:: 제공 자료

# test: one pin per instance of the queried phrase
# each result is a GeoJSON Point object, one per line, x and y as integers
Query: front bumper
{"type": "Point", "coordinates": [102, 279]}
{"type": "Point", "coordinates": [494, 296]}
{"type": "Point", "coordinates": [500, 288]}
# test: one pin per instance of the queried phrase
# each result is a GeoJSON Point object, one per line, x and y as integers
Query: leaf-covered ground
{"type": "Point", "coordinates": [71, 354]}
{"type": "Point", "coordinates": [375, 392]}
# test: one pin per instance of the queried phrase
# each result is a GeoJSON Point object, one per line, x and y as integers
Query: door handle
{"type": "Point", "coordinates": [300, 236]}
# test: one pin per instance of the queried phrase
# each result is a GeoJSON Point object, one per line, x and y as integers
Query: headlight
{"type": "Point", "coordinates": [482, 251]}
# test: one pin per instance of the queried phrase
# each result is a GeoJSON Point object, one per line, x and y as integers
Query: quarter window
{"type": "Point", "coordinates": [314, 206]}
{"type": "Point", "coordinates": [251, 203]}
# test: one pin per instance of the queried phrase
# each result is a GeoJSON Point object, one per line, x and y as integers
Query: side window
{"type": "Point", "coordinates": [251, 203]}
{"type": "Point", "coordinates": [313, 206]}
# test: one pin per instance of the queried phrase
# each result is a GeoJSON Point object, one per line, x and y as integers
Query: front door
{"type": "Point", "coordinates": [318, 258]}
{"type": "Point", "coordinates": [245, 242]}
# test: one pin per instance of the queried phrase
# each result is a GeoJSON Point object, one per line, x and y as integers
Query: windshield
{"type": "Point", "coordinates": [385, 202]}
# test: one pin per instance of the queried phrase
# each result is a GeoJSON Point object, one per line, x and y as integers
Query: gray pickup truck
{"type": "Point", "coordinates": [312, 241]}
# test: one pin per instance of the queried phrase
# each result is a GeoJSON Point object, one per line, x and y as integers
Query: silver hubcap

::::

연습 문제:
위 자료에서 "front"라는 단어가 들어 있는 줄을 모두 찾아 한 줄도 빠짐없이 그대로 옮겨 적으세요.

답안:
Query: front bumper
Query: front door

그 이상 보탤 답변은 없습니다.